EXERCISE MATERIAL:
--- BEGIN ---
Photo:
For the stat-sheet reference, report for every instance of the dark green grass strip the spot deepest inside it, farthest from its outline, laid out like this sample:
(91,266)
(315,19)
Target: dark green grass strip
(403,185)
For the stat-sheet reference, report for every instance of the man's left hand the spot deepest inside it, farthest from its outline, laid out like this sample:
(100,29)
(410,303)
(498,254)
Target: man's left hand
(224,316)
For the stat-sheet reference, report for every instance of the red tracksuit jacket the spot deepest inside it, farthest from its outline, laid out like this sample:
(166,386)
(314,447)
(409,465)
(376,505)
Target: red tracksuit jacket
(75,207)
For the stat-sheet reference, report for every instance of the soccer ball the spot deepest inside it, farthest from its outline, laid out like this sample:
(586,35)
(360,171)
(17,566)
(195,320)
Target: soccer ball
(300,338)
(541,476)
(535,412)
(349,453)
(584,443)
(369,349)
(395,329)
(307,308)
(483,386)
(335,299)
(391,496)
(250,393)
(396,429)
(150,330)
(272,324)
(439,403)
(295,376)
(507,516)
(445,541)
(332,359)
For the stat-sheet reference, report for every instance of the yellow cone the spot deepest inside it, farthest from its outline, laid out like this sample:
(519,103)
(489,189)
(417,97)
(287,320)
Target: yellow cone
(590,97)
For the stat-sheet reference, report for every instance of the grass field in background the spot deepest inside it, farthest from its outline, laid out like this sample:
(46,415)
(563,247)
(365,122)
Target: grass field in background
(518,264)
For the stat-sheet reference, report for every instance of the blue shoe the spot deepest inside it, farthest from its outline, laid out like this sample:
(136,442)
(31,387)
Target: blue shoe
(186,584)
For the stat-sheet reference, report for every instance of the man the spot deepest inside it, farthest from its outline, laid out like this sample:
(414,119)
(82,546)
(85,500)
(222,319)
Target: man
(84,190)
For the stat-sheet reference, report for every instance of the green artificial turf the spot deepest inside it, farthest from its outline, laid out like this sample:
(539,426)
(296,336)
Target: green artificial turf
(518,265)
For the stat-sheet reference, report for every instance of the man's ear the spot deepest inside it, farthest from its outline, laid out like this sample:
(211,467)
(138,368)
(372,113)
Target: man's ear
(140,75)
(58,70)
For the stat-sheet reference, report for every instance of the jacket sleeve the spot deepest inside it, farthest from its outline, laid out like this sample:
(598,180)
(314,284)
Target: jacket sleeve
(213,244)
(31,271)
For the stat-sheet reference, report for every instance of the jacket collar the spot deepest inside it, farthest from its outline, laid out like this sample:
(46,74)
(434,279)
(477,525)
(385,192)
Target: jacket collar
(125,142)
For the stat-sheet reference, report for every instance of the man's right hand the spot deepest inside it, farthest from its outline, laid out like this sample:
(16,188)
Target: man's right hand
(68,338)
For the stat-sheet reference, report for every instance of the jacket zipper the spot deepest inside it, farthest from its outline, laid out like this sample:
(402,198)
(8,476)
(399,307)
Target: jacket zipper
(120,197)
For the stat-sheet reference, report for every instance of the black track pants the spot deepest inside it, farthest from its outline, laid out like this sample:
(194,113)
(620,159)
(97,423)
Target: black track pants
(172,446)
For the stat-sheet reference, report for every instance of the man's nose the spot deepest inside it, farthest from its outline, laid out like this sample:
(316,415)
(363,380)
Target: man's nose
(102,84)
--- END ---
WORK TO BE COMPLETED:
Convert the records, from the line containing "the jacket zipper" through the last line of the records, into a JSON list of strings with one string per line and blank lines omitted.

PROBLEM SOLUTION:
[
  "For the stat-sheet reference, report for every instance of the jacket zipper the spot deepest inside it, farthest from its outline, laid out like this sample:",
  "(402,198)",
  "(8,476)",
  "(399,307)",
  "Target: jacket zipper",
  "(120,197)",
  "For the stat-sheet reference, report for every instance of the black track pants the spot deepest inside it, farthest from its outline, laid out like this sample:",
  "(194,113)",
  "(620,159)",
  "(97,423)",
  "Target: black track pants",
  "(172,446)",
  "For the stat-sheet reference, report for every instance of the man's nose the spot deepest inside it, farthest from its outline, laid out like this sample:",
  "(316,415)",
  "(363,380)",
  "Target: man's nose",
  "(102,84)"
]